» Page:
ContainerResourceRequirements

Name	Description	Value
containerResourceLimits	Container resource limit info:	ContainerResourceSettings
containerResourceRequests	Container resource request info:	ContainerResourceSettings

ContainerResourceSettings

Name	Description	Value
cpu	Number of vCPUs request/limit for container. More info: https://kubernetes.io/docs/concepts/configuration/manage-compute-resources-container/	string
gpu	Number of Nvidia GPU cards request/limit for container. More info: https://kubernetes.io/docs/concepts/configuration/manage-compute-resources-container/	string
memory	Memory size request/limit for container. More info: https://kubernetes.io/docs/concepts/configuration/manage-compute-resources-container/	string

ManagedOnlineDeployment

Name	Description	Value
endpointComputeType	[Required] The compute type of the endpoint.	'Managed' (required)

Sku

Name	Description	Value
capacity	If the SKU supports scale out/in then the capacity integer should be included. If scale out/in is not possible for the resource this may be omitted.	int
family	If the service has different generations of hardware, for the same SKU, then that can be captured here.	string
name	The name of the SKU. Ex - P3. It is typically a letter+number code	string (required)
size	The SKU size. When the name field is the combination of tier and some other value, this would be the standalone code.	string
tier	This field is required to be implemented by the Resource Provider if the service has more than one tier, but is not required on a PUT.	'Basic' 'Free' 'Premium' 'Standard'

ARM template resource definition

The workspaces/onlineEndpoints/deployments resource type can be deployed with operations that target:

Resource groups - See resource group deployment commands

For a list of changed properties in each API version, see change log.

Resource format

To create a Microsoft.MachineLearningServices/workspaces/onlineEndpoints/deployments resource, add the following JSON to your template.

{
  "type": "Microsoft.MachineLearningServices/workspaces/onlineEndpoints/deployments",
  "apiVersion": "2023-10-01",
  "name": "string",
  "location": "string",
  "tags": {
    "tagName1": "tagValue1",
    "tagName2": "tagValue2"

» Entries:
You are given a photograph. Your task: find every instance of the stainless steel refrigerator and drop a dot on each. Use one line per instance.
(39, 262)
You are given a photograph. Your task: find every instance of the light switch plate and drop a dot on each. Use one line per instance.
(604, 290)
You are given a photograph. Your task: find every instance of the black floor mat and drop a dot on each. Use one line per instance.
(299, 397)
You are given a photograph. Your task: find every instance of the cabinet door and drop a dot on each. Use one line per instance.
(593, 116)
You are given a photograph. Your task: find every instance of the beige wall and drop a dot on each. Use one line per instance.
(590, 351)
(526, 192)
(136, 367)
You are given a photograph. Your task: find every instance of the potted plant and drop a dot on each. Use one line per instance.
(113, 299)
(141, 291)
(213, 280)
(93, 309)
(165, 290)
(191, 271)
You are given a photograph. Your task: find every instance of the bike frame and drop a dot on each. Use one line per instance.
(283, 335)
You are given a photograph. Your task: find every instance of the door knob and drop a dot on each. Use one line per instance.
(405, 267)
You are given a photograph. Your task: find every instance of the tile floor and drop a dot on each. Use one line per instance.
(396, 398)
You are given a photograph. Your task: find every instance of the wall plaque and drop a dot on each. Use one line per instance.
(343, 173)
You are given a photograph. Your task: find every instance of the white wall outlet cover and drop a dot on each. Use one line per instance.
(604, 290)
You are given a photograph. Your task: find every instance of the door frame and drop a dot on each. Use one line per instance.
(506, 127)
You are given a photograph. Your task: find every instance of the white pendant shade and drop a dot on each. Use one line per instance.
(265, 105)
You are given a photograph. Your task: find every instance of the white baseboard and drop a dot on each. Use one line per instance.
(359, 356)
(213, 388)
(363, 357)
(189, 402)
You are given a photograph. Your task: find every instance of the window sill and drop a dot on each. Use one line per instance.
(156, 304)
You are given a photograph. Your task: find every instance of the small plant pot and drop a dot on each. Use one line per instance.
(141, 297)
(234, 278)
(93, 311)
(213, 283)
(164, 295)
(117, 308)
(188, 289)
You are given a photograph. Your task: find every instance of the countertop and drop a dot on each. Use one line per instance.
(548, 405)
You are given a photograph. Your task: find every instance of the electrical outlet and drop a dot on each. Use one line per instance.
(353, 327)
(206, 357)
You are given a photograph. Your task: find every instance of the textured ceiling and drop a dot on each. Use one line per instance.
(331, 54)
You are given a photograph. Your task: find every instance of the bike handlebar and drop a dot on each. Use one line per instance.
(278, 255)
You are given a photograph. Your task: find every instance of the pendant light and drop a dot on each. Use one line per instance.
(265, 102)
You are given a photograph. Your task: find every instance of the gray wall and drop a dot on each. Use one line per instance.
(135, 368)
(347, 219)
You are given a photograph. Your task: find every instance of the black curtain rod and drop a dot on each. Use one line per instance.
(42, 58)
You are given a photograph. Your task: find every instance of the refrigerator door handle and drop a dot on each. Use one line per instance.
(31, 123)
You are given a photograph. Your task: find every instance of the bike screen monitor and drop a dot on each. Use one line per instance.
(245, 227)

» Actions to take:
[1] Print the part of the ARM template page from "The workspaces/onlineEndpoints/deployments resource" to "see change log.".
[2] Turn the lines of the records, from the line with "of the electrical" through the last line of the records, into a JSON list of strings, with one string per line and blank lines omitted.

» Per-task outputs:
[1]
The workspaces/onlineEndpoints/deployments resource type can be deployed with operations that target:

Resource groups - See resource group deployment commands

For a list of changed properties in each API version, see change log.

[2]
[
  "You are given a photograph. Your task: find every instance of the electrical outlet and drop a dot on each. Use one line per instance.",
  "(353, 327)",
  "(206, 357)",
  "You are given a photograph. Your task: find every instance of the textured ceiling and drop a dot on each. Use one line per instance.",
  "(331, 54)",
  "You are given a photograph. Your task: find every instance of the bike handlebar and drop a dot on each. Use one line per instance.",
  "(278, 255)",
  "You are given a photograph. Your task: find every instance of the pendant light and drop a dot on each. Use one line per instance.",
  "(265, 102)",
  "You are given a photograph. Your task: find every instance of the gray wall and drop a dot on each. Use one line per instance.",
  "(135, 368)",
  "(347, 219)",
  "You are given a photograph. Your task: find every instance of the black curtain rod and drop a dot on each. Use one line per instance.",
  "(42, 58)",
  "You are given a photograph. Your task: find every instance of the refrigerator door handle and drop a dot on each. Use one line per instance.",
  "(31, 123)",
  "You are given a photograph. Your task: find every instance of the bike screen monitor and drop a dot on each. Use one line per instance.",
  "(245, 227)"
]